MATERIALS PROVIDED

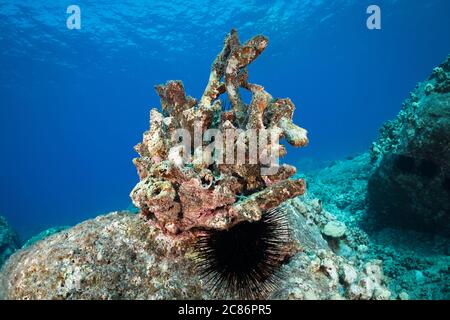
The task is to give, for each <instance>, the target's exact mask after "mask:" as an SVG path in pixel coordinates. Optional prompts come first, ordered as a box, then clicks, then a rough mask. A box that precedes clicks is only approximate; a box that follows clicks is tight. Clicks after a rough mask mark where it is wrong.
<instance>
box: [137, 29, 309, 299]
mask: <svg viewBox="0 0 450 320" xmlns="http://www.w3.org/2000/svg"><path fill="white" fill-rule="evenodd" d="M267 44H268V39H267V38H266V37H264V36H262V35H258V36H255V37H253V38H252V39H250V40H249V41H247V42H246V43H244V44H240V42H239V39H238V35H237V32H236V31H235V30H232V31H231V32H230V33H229V34H228V35H227V37H226V38H225V41H224V47H223V49H222V51H221V52H220V53H219V55H218V56H217V58H216V59H215V61H214V63H213V65H212V68H211V73H210V76H209V81H208V84H207V87H206V89H205V92H204V94H203V96H202V97H201V99H200V102H199V103H197V101H196V100H195V99H194V98H192V97H190V96H186V94H185V91H184V87H183V84H182V82H181V81H169V82H167V83H166V84H164V85H159V86H156V91H157V92H158V94H159V96H160V98H161V106H162V113H161V112H159V111H157V110H156V109H152V110H151V113H150V130H149V131H147V132H146V133H145V134H144V139H143V142H142V143H139V144H138V145H137V146H136V147H135V149H136V151H137V152H138V153H139V155H140V157H139V158H136V159H134V164H135V165H136V168H137V170H138V174H139V177H140V182H139V183H138V184H137V185H136V187H135V188H134V189H133V191H132V192H131V198H132V200H133V203H134V204H135V205H136V206H137V207H138V208H139V209H140V211H141V213H142V215H144V216H145V217H146V218H147V219H148V221H149V223H152V224H156V225H157V226H158V227H159V228H160V229H162V230H163V231H164V232H165V233H166V234H170V235H173V236H174V237H176V238H178V239H180V238H182V239H185V238H188V239H196V240H197V241H196V243H197V244H196V251H197V253H198V259H199V272H200V273H201V274H202V275H203V276H204V278H205V279H206V281H207V282H208V283H209V284H211V286H212V287H213V288H214V289H215V291H217V292H219V291H220V292H221V291H225V292H226V293H231V294H234V295H235V296H238V297H241V298H242V297H247V298H248V297H252V298H258V297H261V296H262V295H263V294H264V293H265V292H269V291H270V290H271V289H273V288H274V286H275V285H276V279H277V276H278V275H277V272H276V271H277V269H278V267H279V266H280V265H281V264H282V262H283V260H284V259H285V258H286V256H288V255H289V254H288V251H289V244H290V243H291V242H290V241H289V228H288V220H287V217H286V215H285V213H284V211H283V210H282V209H280V208H277V207H279V206H280V205H281V204H282V203H283V202H284V201H286V200H288V199H291V198H294V197H296V196H299V195H302V194H303V193H304V192H305V182H304V181H303V180H302V179H297V180H292V179H289V178H290V177H291V176H292V175H294V174H295V173H296V169H295V167H293V166H289V165H285V164H283V165H279V164H278V158H279V157H280V156H283V155H285V154H286V150H285V148H284V146H282V145H280V144H279V138H285V139H286V140H287V141H288V142H289V143H290V144H291V145H293V146H296V147H301V146H305V145H306V144H307V143H308V139H307V136H306V134H307V132H306V130H304V129H302V128H300V127H298V126H296V125H295V124H293V123H292V117H293V112H294V108H295V107H294V104H293V103H292V102H291V100H290V99H278V98H273V97H272V96H271V95H270V94H269V93H268V92H266V91H265V90H264V88H263V87H262V86H260V85H257V84H253V83H250V82H249V81H248V73H247V66H248V65H249V64H250V63H252V62H253V61H254V60H255V59H256V58H257V57H258V56H259V55H260V54H261V53H262V51H263V50H264V49H265V48H266V46H267ZM241 88H243V89H245V90H248V91H249V92H250V93H251V96H252V98H251V102H250V104H249V105H247V104H245V103H244V102H243V100H242V98H241V95H240V89H241ZM225 93H226V94H227V95H228V100H229V101H230V103H231V107H232V108H231V110H229V111H224V110H223V107H222V103H221V100H220V99H219V97H220V95H222V94H225Z"/></svg>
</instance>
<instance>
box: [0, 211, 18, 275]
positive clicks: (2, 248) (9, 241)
mask: <svg viewBox="0 0 450 320" xmlns="http://www.w3.org/2000/svg"><path fill="white" fill-rule="evenodd" d="M19 248H20V240H19V236H18V235H17V233H16V232H15V231H14V230H13V229H12V228H11V227H10V226H9V224H8V222H7V221H6V219H5V218H4V217H2V216H0V267H1V266H2V265H3V263H5V261H6V260H7V259H8V257H9V256H10V255H12V254H13V253H14V251H16V250H17V249H19Z"/></svg>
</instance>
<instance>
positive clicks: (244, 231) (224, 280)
mask: <svg viewBox="0 0 450 320" xmlns="http://www.w3.org/2000/svg"><path fill="white" fill-rule="evenodd" d="M290 243H291V232H290V228H289V221H288V218H287V215H286V212H285V210H283V209H280V208H275V209H272V210H269V211H267V212H266V213H264V215H263V217H262V218H261V220H259V221H256V222H242V223H239V224H237V225H235V226H233V227H232V228H230V229H229V230H221V231H209V232H207V233H205V234H204V235H202V236H200V237H199V239H198V241H197V245H196V251H197V253H198V257H199V263H198V269H199V272H200V274H201V276H202V277H203V278H204V279H205V281H206V283H207V285H209V286H211V289H212V291H213V293H214V294H216V295H221V296H228V297H231V298H238V299H261V298H265V297H266V296H267V294H268V293H270V292H271V291H273V290H274V289H276V287H277V284H278V283H279V281H280V279H281V272H280V267H281V265H282V263H283V262H284V260H285V259H286V248H287V247H288V245H289V244H290Z"/></svg>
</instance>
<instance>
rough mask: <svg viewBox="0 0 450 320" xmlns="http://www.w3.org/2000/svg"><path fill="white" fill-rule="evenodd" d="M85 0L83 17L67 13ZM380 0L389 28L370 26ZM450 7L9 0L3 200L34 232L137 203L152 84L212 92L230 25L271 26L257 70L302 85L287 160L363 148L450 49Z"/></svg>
mask: <svg viewBox="0 0 450 320" xmlns="http://www.w3.org/2000/svg"><path fill="white" fill-rule="evenodd" d="M72 4H76V5H78V6H79V7H80V8H81V29H80V30H69V29H68V28H67V27H66V19H67V17H68V14H67V13H66V9H67V7H68V6H69V5H72ZM370 4H377V5H379V6H380V7H381V10H382V29H381V30H368V29H367V27H366V19H367V17H368V15H367V14H366V8H367V7H368V6H369V5H370ZM449 12H450V2H449V1H448V0H428V1H419V0H417V1H416V0H414V1H412V0H383V1H382V0H371V1H366V0H339V1H331V0H328V1H325V0H304V1H288V0H286V1H282V0H278V1H256V0H253V1H252V0H249V1H245V2H243V1H237V0H236V1H235V0H233V1H220V2H219V1H208V0H198V1H181V0H177V1H159V0H152V1H104V0H101V1H95V2H94V1H76V2H75V1H55V0H53V1H50V0H45V1H44V0H41V1H31V0H27V1H13V0H0V48H1V52H0V113H1V114H0V130H1V133H0V148H1V149H0V150H1V157H0V214H1V215H5V216H6V217H7V219H8V220H9V222H10V223H11V224H12V226H13V227H14V228H15V229H16V230H18V231H19V233H20V234H21V236H22V237H23V238H24V239H26V238H27V237H29V236H31V235H33V234H36V233H37V232H39V231H41V230H43V229H45V228H47V227H50V226H55V225H70V224H75V223H77V222H79V221H82V220H84V219H87V218H90V217H94V216H96V215H98V214H100V213H105V212H109V211H112V210H118V209H124V208H127V207H128V206H129V204H130V200H129V196H128V194H129V192H130V190H131V189H132V188H133V186H134V185H135V183H136V182H137V180H138V178H137V175H136V170H135V168H134V166H133V164H132V162H131V159H132V158H133V157H135V152H134V151H133V148H132V147H133V146H134V145H135V144H136V143H137V142H139V141H140V140H141V136H142V133H143V132H144V131H145V130H146V129H147V128H148V115H149V108H150V107H156V106H158V105H159V99H158V97H157V95H156V93H155V92H154V90H153V86H154V85H155V84H159V83H162V82H165V81H166V80H170V79H180V80H183V82H184V85H185V88H186V90H187V92H188V94H190V95H192V96H194V97H197V98H198V97H200V96H201V94H202V92H203V89H204V87H205V85H206V82H207V79H208V76H209V69H210V66H211V63H212V61H213V59H214V58H215V56H216V54H217V53H218V52H219V51H220V49H221V47H222V43H223V37H224V36H225V34H226V33H227V32H228V31H229V30H230V29H231V28H236V29H237V30H238V32H239V36H240V39H241V41H245V40H247V39H248V38H250V37H251V36H253V35H255V34H258V33H263V34H265V35H266V36H268V37H269V39H270V44H269V47H268V48H267V49H266V51H265V52H264V53H263V54H262V55H261V56H260V57H259V58H258V59H257V60H256V61H255V62H254V63H253V64H252V65H251V66H250V70H249V71H250V79H251V81H252V82H254V83H259V84H261V85H264V87H265V88H266V89H267V91H268V92H270V93H271V94H272V95H273V96H274V97H290V98H291V99H292V100H293V101H294V103H295V104H296V106H297V110H296V115H295V118H296V122H297V123H298V124H300V125H301V126H302V127H305V128H307V129H308V131H309V133H310V145H309V146H308V147H307V148H303V149H298V150H297V149H292V148H289V154H288V156H287V158H286V162H290V163H293V162H296V161H297V160H298V159H303V158H305V159H306V158H309V159H313V161H314V162H320V161H323V160H330V159H339V158H343V157H346V156H348V155H351V154H355V153H357V152H361V151H364V150H366V149H367V148H369V146H370V144H371V142H372V141H373V140H374V139H375V138H376V137H377V133H378V129H379V127H380V125H381V124H382V123H383V122H385V121H386V120H389V119H391V118H393V117H394V116H395V115H396V114H397V113H398V111H399V110H400V108H401V103H402V101H403V99H404V98H406V96H407V94H408V92H410V91H411V89H413V88H414V86H415V84H416V83H417V82H418V81H421V80H423V79H425V78H426V77H428V75H429V73H430V70H432V68H433V67H434V66H436V65H438V64H439V63H440V62H442V61H443V60H444V58H445V57H446V56H447V54H448V53H449V52H450V42H449V41H448V39H450V20H449V19H448V14H449ZM298 169H299V171H301V170H302V168H301V167H299V168H298Z"/></svg>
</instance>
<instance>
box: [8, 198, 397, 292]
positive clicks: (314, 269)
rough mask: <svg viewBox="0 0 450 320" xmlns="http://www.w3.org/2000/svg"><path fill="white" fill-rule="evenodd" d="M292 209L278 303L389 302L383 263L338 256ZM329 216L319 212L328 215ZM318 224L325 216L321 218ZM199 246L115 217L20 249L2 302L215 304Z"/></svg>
mask: <svg viewBox="0 0 450 320" xmlns="http://www.w3.org/2000/svg"><path fill="white" fill-rule="evenodd" d="M292 201H294V202H295V205H294V202H289V203H286V204H284V206H286V208H285V210H287V211H288V213H289V217H290V218H289V219H290V223H291V224H292V226H293V230H295V232H294V235H293V240H294V242H295V246H296V247H297V251H298V252H297V254H296V255H295V256H293V257H292V259H290V260H289V261H288V262H286V263H285V264H284V265H283V266H282V269H281V272H282V273H283V274H284V276H283V277H281V278H280V279H279V283H278V285H277V287H276V288H275V290H273V291H272V292H270V294H269V295H268V296H267V297H268V298H273V299H387V298H389V296H390V292H389V290H387V289H386V287H385V284H384V281H385V280H384V276H383V271H382V269H381V267H380V262H377V261H372V262H367V263H366V262H364V263H362V264H360V263H358V262H357V261H356V262H354V261H349V260H347V259H345V258H343V257H339V256H337V255H335V254H334V253H333V252H332V251H331V250H330V248H329V247H328V245H327V242H326V241H325V240H324V239H323V238H322V236H321V233H320V230H319V228H318V227H317V226H316V225H315V223H314V222H313V221H312V220H310V219H311V216H310V215H306V212H304V213H300V211H299V210H298V208H297V207H298V206H299V205H300V206H301V202H300V200H298V199H295V200H292ZM321 214H322V213H314V215H317V216H320V215H321ZM317 219H319V218H318V217H317ZM197 263H198V260H197V255H196V253H195V248H194V247H193V246H186V242H185V241H182V240H181V239H177V240H175V241H174V238H173V237H172V236H170V235H166V234H164V233H163V232H162V231H161V230H160V229H159V228H157V227H155V226H154V225H147V224H145V223H144V219H143V217H142V216H140V215H136V214H132V213H129V212H114V213H110V214H107V215H104V216H99V217H97V218H95V219H92V220H87V221H85V222H83V223H81V224H79V225H77V226H75V227H72V228H70V229H67V230H63V231H61V232H59V233H56V234H54V235H52V236H50V237H47V238H45V239H44V240H42V241H39V242H36V243H34V244H32V245H30V246H29V247H26V248H24V249H21V250H19V251H17V252H16V253H15V254H14V255H13V256H12V257H11V258H10V259H9V260H8V261H7V263H6V264H5V266H4V268H3V270H2V273H1V275H0V298H1V299H211V298H228V296H227V295H222V296H217V295H213V292H212V291H211V290H210V286H209V285H208V284H207V283H206V282H205V281H204V279H203V278H202V277H201V276H200V275H199V274H198V272H197V269H196V265H197Z"/></svg>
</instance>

TASK BRIEF
Scan the listing for the string "positive", then copy every line where it appears.

SOLUTION
positive clicks: (2, 248) (9, 241)
positive clicks: (244, 231) (224, 280)
positive clicks: (314, 269)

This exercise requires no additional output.